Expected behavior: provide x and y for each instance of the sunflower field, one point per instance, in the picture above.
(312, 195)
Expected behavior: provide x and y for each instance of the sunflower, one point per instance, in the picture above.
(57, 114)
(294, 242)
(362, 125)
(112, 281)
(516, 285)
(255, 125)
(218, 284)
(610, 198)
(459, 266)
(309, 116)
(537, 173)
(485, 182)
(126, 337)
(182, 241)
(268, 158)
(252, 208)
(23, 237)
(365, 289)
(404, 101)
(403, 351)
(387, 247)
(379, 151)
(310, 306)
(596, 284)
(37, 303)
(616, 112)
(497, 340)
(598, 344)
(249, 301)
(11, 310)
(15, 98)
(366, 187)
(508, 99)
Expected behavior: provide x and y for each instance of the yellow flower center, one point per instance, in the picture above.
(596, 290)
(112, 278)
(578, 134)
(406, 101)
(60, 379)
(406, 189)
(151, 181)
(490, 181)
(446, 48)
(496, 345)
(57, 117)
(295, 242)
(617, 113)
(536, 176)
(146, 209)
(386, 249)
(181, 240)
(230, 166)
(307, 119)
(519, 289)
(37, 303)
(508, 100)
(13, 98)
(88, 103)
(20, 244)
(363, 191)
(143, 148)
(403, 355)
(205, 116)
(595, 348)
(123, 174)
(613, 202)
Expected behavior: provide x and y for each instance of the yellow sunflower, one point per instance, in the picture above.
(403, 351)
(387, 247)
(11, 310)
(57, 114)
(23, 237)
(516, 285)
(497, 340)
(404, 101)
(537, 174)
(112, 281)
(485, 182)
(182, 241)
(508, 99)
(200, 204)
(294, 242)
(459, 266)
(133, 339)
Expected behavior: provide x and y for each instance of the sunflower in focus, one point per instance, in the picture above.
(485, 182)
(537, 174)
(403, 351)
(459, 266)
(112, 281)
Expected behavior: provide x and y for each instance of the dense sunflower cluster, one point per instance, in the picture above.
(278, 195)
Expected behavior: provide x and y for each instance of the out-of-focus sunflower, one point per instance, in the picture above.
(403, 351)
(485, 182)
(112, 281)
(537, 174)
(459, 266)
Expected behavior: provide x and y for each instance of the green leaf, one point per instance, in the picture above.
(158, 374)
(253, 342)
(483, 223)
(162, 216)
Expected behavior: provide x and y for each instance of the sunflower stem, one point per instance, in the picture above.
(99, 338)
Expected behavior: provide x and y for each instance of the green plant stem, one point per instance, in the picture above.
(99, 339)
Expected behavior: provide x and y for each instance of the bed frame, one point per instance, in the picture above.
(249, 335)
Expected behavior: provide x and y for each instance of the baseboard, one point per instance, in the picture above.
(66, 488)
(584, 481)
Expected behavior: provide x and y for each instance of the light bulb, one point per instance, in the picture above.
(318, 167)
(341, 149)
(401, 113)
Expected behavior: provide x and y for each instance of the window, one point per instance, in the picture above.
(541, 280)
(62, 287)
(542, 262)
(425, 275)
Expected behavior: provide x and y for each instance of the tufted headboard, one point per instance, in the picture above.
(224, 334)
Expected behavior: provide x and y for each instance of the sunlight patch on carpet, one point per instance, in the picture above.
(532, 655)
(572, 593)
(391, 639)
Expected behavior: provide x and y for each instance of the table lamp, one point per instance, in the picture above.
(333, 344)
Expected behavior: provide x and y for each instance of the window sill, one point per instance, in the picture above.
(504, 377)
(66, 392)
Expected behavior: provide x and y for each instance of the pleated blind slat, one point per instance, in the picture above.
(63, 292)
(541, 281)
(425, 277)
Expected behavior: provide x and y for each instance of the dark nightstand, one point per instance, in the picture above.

________________________

Aim of the exercise:
Repeat exactly the lines from the line containing "of the pleated" through the end of the listing above; both boundary lines are part of the output.

Solution to the exercise:
Expected behavior: provide x and y for each instance of the pleated blind slat, one point per instance, in the picture above.
(63, 292)
(541, 281)
(425, 277)
Expected behavior: provide x and y for each instance of the dark nightstand, one point per instance, in the picture above.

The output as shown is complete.